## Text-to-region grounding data
■ ■ ■

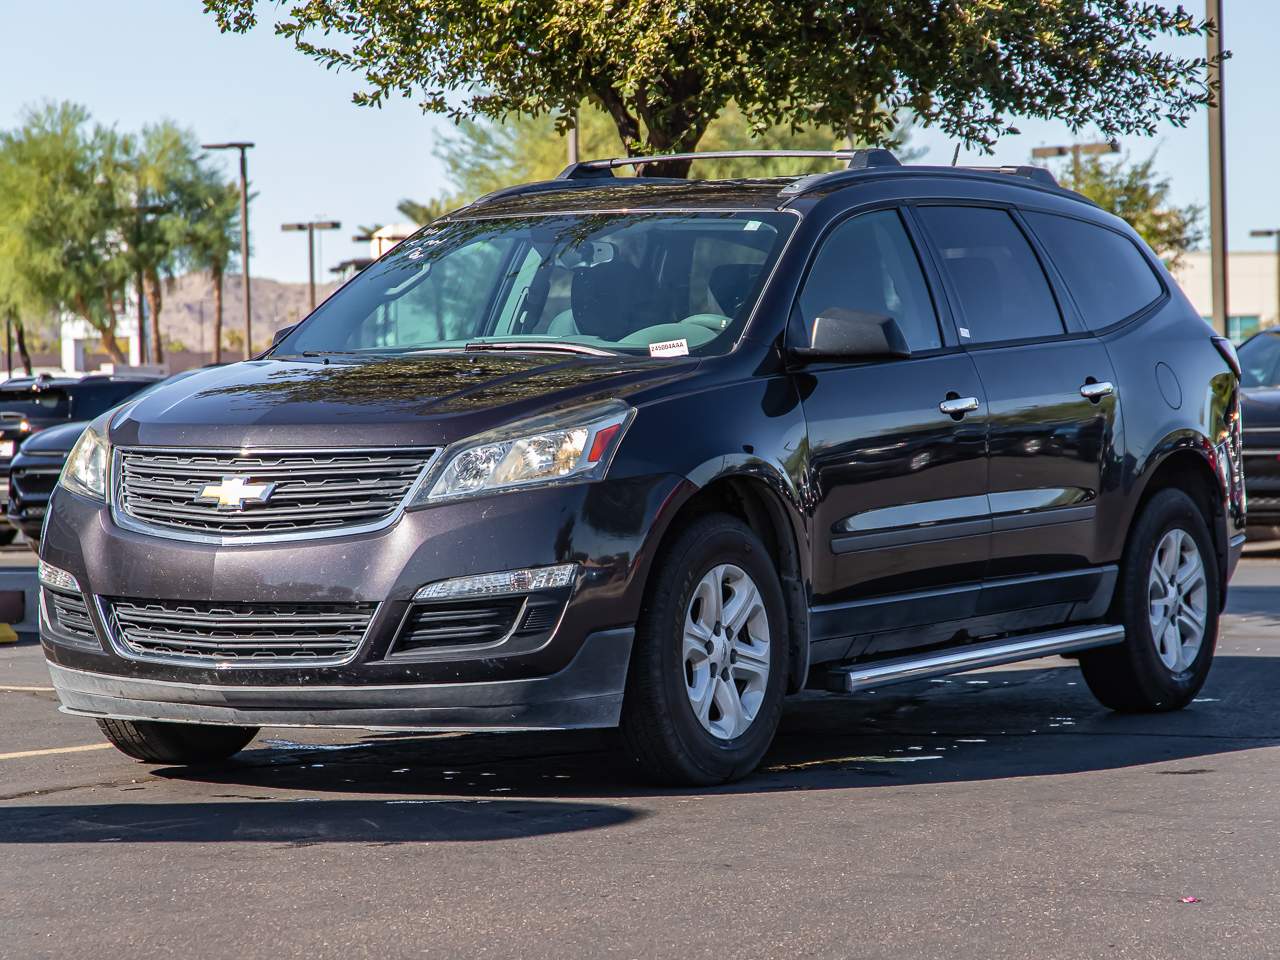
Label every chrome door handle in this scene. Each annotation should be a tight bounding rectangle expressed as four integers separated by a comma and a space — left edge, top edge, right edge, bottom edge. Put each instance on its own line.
1079, 380, 1115, 401
938, 396, 980, 416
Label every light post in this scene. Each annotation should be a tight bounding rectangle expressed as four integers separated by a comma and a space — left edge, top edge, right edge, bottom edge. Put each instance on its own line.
282, 220, 341, 311
1206, 0, 1229, 337
1250, 229, 1280, 331
201, 141, 254, 358
1030, 140, 1119, 183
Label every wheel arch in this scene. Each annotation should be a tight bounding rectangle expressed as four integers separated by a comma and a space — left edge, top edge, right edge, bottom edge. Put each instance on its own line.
639, 463, 811, 693
1127, 437, 1229, 609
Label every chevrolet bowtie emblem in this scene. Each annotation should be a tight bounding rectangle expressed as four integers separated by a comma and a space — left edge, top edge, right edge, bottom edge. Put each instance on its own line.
193, 476, 277, 511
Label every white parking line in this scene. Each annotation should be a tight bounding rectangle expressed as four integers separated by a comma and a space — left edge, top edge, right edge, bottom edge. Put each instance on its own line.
0, 685, 55, 692
0, 743, 112, 761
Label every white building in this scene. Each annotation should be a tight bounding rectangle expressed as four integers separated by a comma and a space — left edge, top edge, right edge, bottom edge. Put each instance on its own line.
1171, 251, 1279, 341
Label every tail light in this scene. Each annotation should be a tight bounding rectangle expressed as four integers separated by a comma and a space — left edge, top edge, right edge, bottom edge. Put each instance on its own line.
1212, 335, 1242, 378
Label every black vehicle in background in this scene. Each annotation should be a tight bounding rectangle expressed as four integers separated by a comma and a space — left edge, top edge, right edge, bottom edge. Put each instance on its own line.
1237, 330, 1280, 537
0, 374, 161, 546
40, 149, 1245, 785
7, 371, 201, 549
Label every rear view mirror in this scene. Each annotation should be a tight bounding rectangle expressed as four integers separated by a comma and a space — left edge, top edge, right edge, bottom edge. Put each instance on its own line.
790, 308, 911, 362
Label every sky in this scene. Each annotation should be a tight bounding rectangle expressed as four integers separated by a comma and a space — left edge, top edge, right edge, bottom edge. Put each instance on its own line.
0, 0, 1276, 284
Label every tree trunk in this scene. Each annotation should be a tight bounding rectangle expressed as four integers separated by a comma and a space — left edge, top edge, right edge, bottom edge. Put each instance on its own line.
144, 268, 164, 364
99, 326, 127, 366
13, 320, 32, 376
211, 263, 224, 364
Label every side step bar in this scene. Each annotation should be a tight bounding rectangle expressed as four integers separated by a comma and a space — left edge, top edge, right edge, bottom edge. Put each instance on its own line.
825, 624, 1125, 694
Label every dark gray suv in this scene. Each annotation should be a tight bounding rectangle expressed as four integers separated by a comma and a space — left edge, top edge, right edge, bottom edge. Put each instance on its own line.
39, 150, 1245, 785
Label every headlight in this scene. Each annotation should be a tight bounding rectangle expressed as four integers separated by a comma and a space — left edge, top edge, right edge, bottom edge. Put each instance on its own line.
59, 424, 109, 500
416, 401, 634, 504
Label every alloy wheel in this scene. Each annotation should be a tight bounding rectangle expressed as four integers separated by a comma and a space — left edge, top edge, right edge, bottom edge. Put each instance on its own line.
1147, 527, 1208, 673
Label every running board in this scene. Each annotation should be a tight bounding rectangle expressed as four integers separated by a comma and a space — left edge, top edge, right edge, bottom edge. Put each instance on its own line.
824, 624, 1125, 694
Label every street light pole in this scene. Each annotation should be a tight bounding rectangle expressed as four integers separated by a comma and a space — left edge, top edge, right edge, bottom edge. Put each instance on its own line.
1206, 0, 1229, 337
1250, 229, 1280, 331
1030, 141, 1119, 183
202, 142, 255, 358
282, 221, 341, 312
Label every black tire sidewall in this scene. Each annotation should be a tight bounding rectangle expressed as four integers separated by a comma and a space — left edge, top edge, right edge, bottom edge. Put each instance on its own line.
631, 516, 788, 783
1117, 489, 1220, 707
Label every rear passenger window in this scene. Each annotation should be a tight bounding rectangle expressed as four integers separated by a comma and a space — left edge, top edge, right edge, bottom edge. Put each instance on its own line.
797, 209, 941, 353
1023, 212, 1163, 329
917, 206, 1064, 344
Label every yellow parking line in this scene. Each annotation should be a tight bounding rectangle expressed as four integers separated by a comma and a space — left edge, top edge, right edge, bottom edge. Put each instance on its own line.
0, 685, 55, 692
0, 743, 113, 761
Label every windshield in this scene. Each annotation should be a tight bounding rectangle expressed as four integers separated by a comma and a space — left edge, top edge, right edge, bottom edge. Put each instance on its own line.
273, 211, 795, 359
1239, 333, 1280, 388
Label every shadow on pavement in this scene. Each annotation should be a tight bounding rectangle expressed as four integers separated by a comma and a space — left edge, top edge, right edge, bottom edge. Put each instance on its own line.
7, 654, 1277, 844
0, 797, 639, 844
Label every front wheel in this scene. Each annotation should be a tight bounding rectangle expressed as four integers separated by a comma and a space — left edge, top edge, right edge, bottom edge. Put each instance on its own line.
97, 718, 259, 765
1080, 488, 1219, 712
620, 514, 788, 786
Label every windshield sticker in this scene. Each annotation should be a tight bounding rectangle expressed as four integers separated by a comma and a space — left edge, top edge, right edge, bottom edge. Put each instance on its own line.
649, 338, 690, 358
958, 327, 971, 338
744, 220, 763, 231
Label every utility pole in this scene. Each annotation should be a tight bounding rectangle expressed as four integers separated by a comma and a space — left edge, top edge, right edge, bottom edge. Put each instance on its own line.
202, 142, 255, 357
1030, 141, 1119, 183
1250, 229, 1280, 331
1206, 0, 1229, 337
282, 220, 341, 311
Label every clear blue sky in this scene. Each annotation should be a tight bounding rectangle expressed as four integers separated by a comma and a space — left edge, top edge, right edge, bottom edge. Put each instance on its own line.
1, 0, 1275, 283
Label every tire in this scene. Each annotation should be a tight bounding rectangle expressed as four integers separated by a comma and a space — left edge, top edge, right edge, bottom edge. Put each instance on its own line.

■ ■ ■

What is needed is a verbatim copy of every entry, with the pictures omitted.

Label every chrome door handle in this scene. Each annotation should be a tight bounding rectangle expressed as four integers separated by a comma and a space — left edge, top edge, right edge, bottom edge. Put each instance on its own line.
1079, 380, 1115, 401
938, 396, 980, 416
Label every light post in this scene. Each annotation should be a tight bounding rectangle expressed as four integers separated by a comma and a space — left edge, top edge, right edge, bottom edge. Put each instance on its own line.
282, 220, 341, 311
1206, 0, 1229, 337
1250, 229, 1280, 331
201, 141, 254, 358
1030, 140, 1119, 183
Label every wheel arch in this scene. Each annotation should be a tight bounding rectangle expressed as four integers separated by a comma and a space — left edge, top edge, right edge, bottom edge. Put each instance on its own line.
639, 463, 811, 693
1127, 437, 1229, 609
Label every chevrolet bowtie emblem in this scene. Each annotation should be a tight bounding rectangle expressed as four integers separated by a comma and a space — left edge, top edge, right edge, bottom edge. Put each instance on its own line.
193, 476, 277, 511
Label every white parking line in this scene. Each annotation should be a tight bounding rectangle expressed as four integers separated by a comma and a space — left edge, top edge, right edge, bottom edge. Put each instance on its own line.
0, 685, 55, 692
0, 743, 112, 761
Label every white building in this scene. Each annotation should be a tight bounding rectangle expressed as four integers separated by a comma and a space — left edge, top edge, right edge, bottom edge. Put each instance on its own line.
1171, 251, 1279, 341
Label every tail light in this scene. Each annotation should be a tight bounding rectangle expressed as four integers separated by a comma and a space — left edge, top edge, right edge, bottom edge. Put each instance on its own line.
1212, 335, 1242, 378
Label every black vehicle in background in this scene. Each annotation should be a tight bounding rectangle expressed as four integers separated by a comma and a space — left edge, top edge, right edge, bottom edge. Put each instance on its own line.
1237, 330, 1280, 537
0, 374, 161, 546
40, 149, 1245, 785
7, 371, 201, 549
Label every rear view mirror in this scene. Each annotation should be a tight bounding rectangle expressed as four integers separated by a comma and a space — left edge, top edge, right edge, bottom edge. Put each instance on its own line.
790, 308, 911, 362
Label every sky in this scene. Each annotation should be a tight bounding rectangle expressed as four integers separated by a comma and a space — left edge, top edge, right edge, bottom edge. Put each instance on its own line.
0, 0, 1276, 284
Label every tree trunk in this scene. Each annotation should be a tight bounding rectangle expressed as four integers separated by a comma and a space — left edge, top edge, right edge, bottom edge. Put each instance on its own line.
144, 268, 164, 364
99, 326, 127, 366
13, 320, 32, 376
211, 263, 224, 364
Label every side step bar in this scene. Each annotation should be a tight bounding rectangle expressed as four integers separated by a comma and a space — left edge, top edge, right edge, bottom edge. Put each instance on its own line.
825, 624, 1125, 694
Label every dark gray suv in this scene. Each annotation should be a tight bounding rectangle expressed as four integers separated by a comma and a space — left edge, top edge, right edge, bottom edge. Put each instance on its own line.
39, 150, 1245, 785
Label every headlight in this scene. Each annotation should be a tight bounding rectangle expressed as four integers separated by a comma and a space — left edge, top edge, right edge, bottom edge. Put each instance on its own line.
59, 424, 109, 500
416, 401, 634, 504
Label every alloy wheel in this scene. Each annotation should be a tight bounding rectangle expressed as four integers separated by a comma and a space — left edge, top edge, right edge, bottom edge. Put each instance on its own line.
1147, 527, 1208, 673
Label every running board in this scene. Each annotation should be a tight bounding rectangle expressed as four integers separated by a comma and a space — left edge, top edge, right edge, bottom edge. Put each instance on its own line.
824, 624, 1125, 694
Label every street light pole in this scene. Each annotation should be a tight bounding rectangle expressed as four integers separated by a comma and a space — left edge, top edge, right edge, bottom edge. Put each instance on its own line.
1206, 0, 1229, 337
1250, 229, 1280, 331
1030, 141, 1119, 183
202, 142, 255, 358
282, 221, 341, 312
Label every black tire sidewall in this scene. Each annotation should be a tight bounding rectangle expressed as four integers separated by a comma and a space — left edge, top edge, right edge, bottom edge. Put each instance on its own line.
631, 516, 788, 783
1117, 489, 1220, 707
Label every rear passenger window in this scene. Each annotation should be a tight bounding rectangle expressed as four integers separated by a comma and a space — left edge, top edge, right edge, bottom edge. Put each instance on its own line.
797, 209, 941, 353
1023, 212, 1163, 329
917, 206, 1064, 344
Label every yellow parking line in this scene. Each annotation should be a tight bounding rectangle expressed as four integers separated by a comma and a space — left edge, top edge, right edge, bottom edge. Put each instance on its own line.
0, 685, 55, 692
0, 743, 113, 761
Label every windshield in this scene. Each annotation should be a tight bounding rectangle expressed as four integers separated by a comma and a space — left edge, top edge, right edge, bottom edge. Put each instance on its own line.
273, 211, 795, 359
1239, 333, 1280, 388
Label every shadow on pavement in this scene. Each annotation should be a tight bounding rectangle expressed as four integers separated by a comma and a space — left edge, top edge, right edge, bottom edge. Put each instance on its own line.
7, 654, 1277, 844
0, 797, 639, 844
Label every front wheel in this scene. Each annotation should be a tight bounding rectangle expressed as four integers separated by a comma and a space — left edge, top edge, right edge, bottom edge. Put each instance on its own line.
97, 718, 259, 765
1080, 488, 1219, 712
620, 514, 788, 786
Label every windshield sticker in this scene. Each annotation should be a tight bounding rectangle expressed as four integers separated by a comma and a space — left edge, top edge, right edge, bottom edge. Put each instance on its own line.
649, 338, 690, 358
958, 327, 971, 338
744, 220, 763, 231
Label every utility pole in this scene. Each annotation should be a tight bounding rectangle expressed as four integers separated by a comma and a space — left edge, top edge, right edge, bottom edge. Put each instance on its own line.
202, 142, 255, 357
1030, 141, 1119, 183
1250, 229, 1280, 331
1206, 0, 1229, 337
282, 220, 341, 311
Label every clear blue sky in this scene. Each annotation should be a tight bounding rectangle expressed as four integers separated by a comma and a space — left edge, top edge, right edge, bottom edge. Put each instance on its own line.
1, 0, 1275, 283
Label every tire in this scene. Each annotation should be a tight bounding rectangle expressed as four integers separated by a comma and a space — left edge, top edge, right edge, bottom edge. Put each instance on its own line.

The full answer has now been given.